EXERCISE DETAILS:
Please repeat every entry exactly as written, but skip the pictures.

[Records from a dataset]
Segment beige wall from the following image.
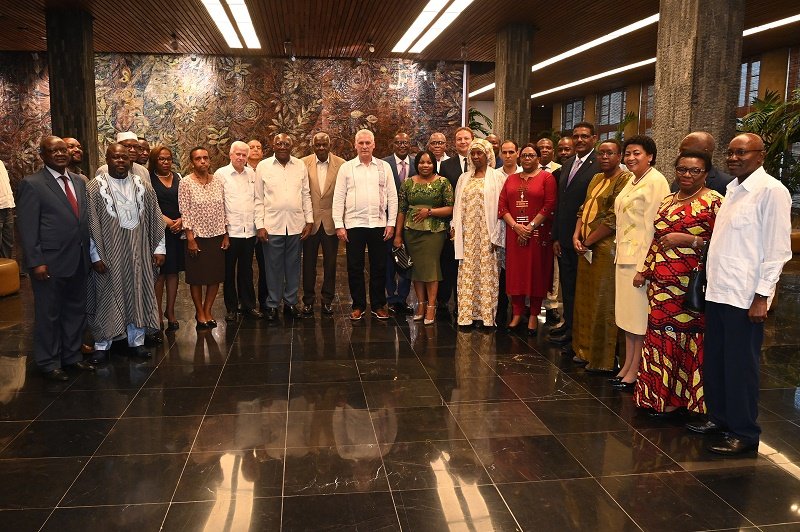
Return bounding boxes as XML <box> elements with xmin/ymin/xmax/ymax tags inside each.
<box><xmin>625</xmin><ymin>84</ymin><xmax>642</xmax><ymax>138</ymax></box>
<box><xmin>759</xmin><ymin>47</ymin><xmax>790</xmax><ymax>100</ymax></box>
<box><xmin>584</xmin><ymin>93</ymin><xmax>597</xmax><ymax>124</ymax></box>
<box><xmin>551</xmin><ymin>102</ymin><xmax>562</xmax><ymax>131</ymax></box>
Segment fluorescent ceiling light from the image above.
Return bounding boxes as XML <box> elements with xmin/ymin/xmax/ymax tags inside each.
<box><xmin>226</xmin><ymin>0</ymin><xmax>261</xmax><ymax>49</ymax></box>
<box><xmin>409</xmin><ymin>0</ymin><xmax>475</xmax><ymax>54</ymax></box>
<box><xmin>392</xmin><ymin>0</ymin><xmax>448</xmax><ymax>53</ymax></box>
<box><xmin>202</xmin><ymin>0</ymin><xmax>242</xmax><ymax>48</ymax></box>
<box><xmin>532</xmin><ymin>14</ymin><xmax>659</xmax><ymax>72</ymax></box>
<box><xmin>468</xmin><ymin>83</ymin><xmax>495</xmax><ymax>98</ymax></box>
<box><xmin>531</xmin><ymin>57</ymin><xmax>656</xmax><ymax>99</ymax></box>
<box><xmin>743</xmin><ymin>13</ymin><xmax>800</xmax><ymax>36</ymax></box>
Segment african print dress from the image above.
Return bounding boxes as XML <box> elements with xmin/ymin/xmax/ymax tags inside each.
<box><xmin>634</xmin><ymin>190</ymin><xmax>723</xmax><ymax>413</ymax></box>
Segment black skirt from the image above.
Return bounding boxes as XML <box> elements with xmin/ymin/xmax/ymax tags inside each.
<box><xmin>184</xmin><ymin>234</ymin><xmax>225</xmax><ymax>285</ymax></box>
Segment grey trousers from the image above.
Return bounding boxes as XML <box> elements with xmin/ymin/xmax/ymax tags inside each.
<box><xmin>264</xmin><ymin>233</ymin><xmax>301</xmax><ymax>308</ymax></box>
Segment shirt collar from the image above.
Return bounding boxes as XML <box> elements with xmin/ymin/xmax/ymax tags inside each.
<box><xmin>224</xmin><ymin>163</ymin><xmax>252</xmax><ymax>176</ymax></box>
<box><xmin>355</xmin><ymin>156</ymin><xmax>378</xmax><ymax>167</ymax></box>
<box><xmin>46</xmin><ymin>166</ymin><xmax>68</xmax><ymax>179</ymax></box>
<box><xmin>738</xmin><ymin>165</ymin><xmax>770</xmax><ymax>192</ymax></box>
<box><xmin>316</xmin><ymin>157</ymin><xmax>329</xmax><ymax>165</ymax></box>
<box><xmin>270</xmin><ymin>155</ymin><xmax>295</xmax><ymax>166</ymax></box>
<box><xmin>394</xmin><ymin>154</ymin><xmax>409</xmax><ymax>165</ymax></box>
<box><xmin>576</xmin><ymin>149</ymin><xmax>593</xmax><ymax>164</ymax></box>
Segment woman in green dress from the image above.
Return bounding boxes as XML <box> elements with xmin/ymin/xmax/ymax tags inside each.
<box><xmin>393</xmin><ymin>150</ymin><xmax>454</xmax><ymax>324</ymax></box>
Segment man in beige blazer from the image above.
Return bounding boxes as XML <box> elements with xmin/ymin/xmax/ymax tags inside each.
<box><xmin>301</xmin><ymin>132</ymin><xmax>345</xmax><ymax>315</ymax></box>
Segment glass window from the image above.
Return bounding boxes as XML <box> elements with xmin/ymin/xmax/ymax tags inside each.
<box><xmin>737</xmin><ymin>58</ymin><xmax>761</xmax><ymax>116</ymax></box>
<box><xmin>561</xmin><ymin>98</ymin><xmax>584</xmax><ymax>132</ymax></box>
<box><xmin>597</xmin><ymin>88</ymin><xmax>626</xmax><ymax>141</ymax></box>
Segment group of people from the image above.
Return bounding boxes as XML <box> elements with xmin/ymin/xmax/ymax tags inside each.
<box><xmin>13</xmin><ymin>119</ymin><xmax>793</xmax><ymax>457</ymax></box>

RESULT FOR THIS EXERCISE:
Segment beige wall from the following image.
Return bounding boxes as XML <box> elements with xmin/ymin/xmax/ymax tags inside each.
<box><xmin>625</xmin><ymin>84</ymin><xmax>642</xmax><ymax>138</ymax></box>
<box><xmin>759</xmin><ymin>47</ymin><xmax>790</xmax><ymax>100</ymax></box>
<box><xmin>584</xmin><ymin>93</ymin><xmax>597</xmax><ymax>124</ymax></box>
<box><xmin>551</xmin><ymin>102</ymin><xmax>562</xmax><ymax>131</ymax></box>
Segment fluorescent ceiling light from the image above.
Return bounding boxes as XML <box> elements with xmin/ymin/xmax/ymax tags inside each.
<box><xmin>226</xmin><ymin>0</ymin><xmax>261</xmax><ymax>49</ymax></box>
<box><xmin>409</xmin><ymin>0</ymin><xmax>475</xmax><ymax>54</ymax></box>
<box><xmin>392</xmin><ymin>0</ymin><xmax>448</xmax><ymax>53</ymax></box>
<box><xmin>202</xmin><ymin>0</ymin><xmax>242</xmax><ymax>48</ymax></box>
<box><xmin>532</xmin><ymin>14</ymin><xmax>659</xmax><ymax>72</ymax></box>
<box><xmin>468</xmin><ymin>83</ymin><xmax>495</xmax><ymax>98</ymax></box>
<box><xmin>531</xmin><ymin>57</ymin><xmax>656</xmax><ymax>99</ymax></box>
<box><xmin>743</xmin><ymin>13</ymin><xmax>800</xmax><ymax>36</ymax></box>
Segment african print dress from the image above.
Return bounding boxes as XML <box> elements with xmin/ymin/xmax/ymax tags inside each.
<box><xmin>634</xmin><ymin>190</ymin><xmax>723</xmax><ymax>413</ymax></box>
Segment black skirt from the image above.
Return bounding boxes as XML <box> elements with xmin/ymin/xmax/ymax tags inside each.
<box><xmin>184</xmin><ymin>234</ymin><xmax>225</xmax><ymax>285</ymax></box>
Segment grey trousers from the image above.
Return bounding boxes as XML <box> elements with xmin/ymin/xmax/ymax tags inside each.
<box><xmin>264</xmin><ymin>233</ymin><xmax>301</xmax><ymax>308</ymax></box>
Segment shirt collar from the image above.
Return bounding boxes as XML <box> elements with xmin/ymin/xmax/ymax tags inside each.
<box><xmin>224</xmin><ymin>163</ymin><xmax>252</xmax><ymax>176</ymax></box>
<box><xmin>355</xmin><ymin>156</ymin><xmax>378</xmax><ymax>167</ymax></box>
<box><xmin>46</xmin><ymin>166</ymin><xmax>68</xmax><ymax>179</ymax></box>
<box><xmin>738</xmin><ymin>165</ymin><xmax>770</xmax><ymax>192</ymax></box>
<box><xmin>316</xmin><ymin>157</ymin><xmax>329</xmax><ymax>165</ymax></box>
<box><xmin>270</xmin><ymin>155</ymin><xmax>295</xmax><ymax>166</ymax></box>
<box><xmin>394</xmin><ymin>154</ymin><xmax>409</xmax><ymax>165</ymax></box>
<box><xmin>576</xmin><ymin>149</ymin><xmax>593</xmax><ymax>164</ymax></box>
Segment woman in green dress from the image above.
Return bounding boxes as XML <box> elements with xmin/ymin/xmax/ymax tags inside each.
<box><xmin>393</xmin><ymin>150</ymin><xmax>454</xmax><ymax>324</ymax></box>
Segment man in beige blazer from the image above.
Return bounding boxes as XML <box> elements with xmin/ymin/xmax/ymax tags inside each.
<box><xmin>301</xmin><ymin>132</ymin><xmax>345</xmax><ymax>315</ymax></box>
Segment glass window from the image above.
Return bounding boxes as XML <box> elements with xmin/ymin/xmax/ymax tags inside each.
<box><xmin>737</xmin><ymin>58</ymin><xmax>761</xmax><ymax>116</ymax></box>
<box><xmin>561</xmin><ymin>98</ymin><xmax>584</xmax><ymax>132</ymax></box>
<box><xmin>597</xmin><ymin>88</ymin><xmax>626</xmax><ymax>141</ymax></box>
Segment group of people from the image above.
Return bounding boxes as XML <box> elements with xmin/ymin/xmax/ymax tags inside each.
<box><xmin>13</xmin><ymin>119</ymin><xmax>793</xmax><ymax>457</ymax></box>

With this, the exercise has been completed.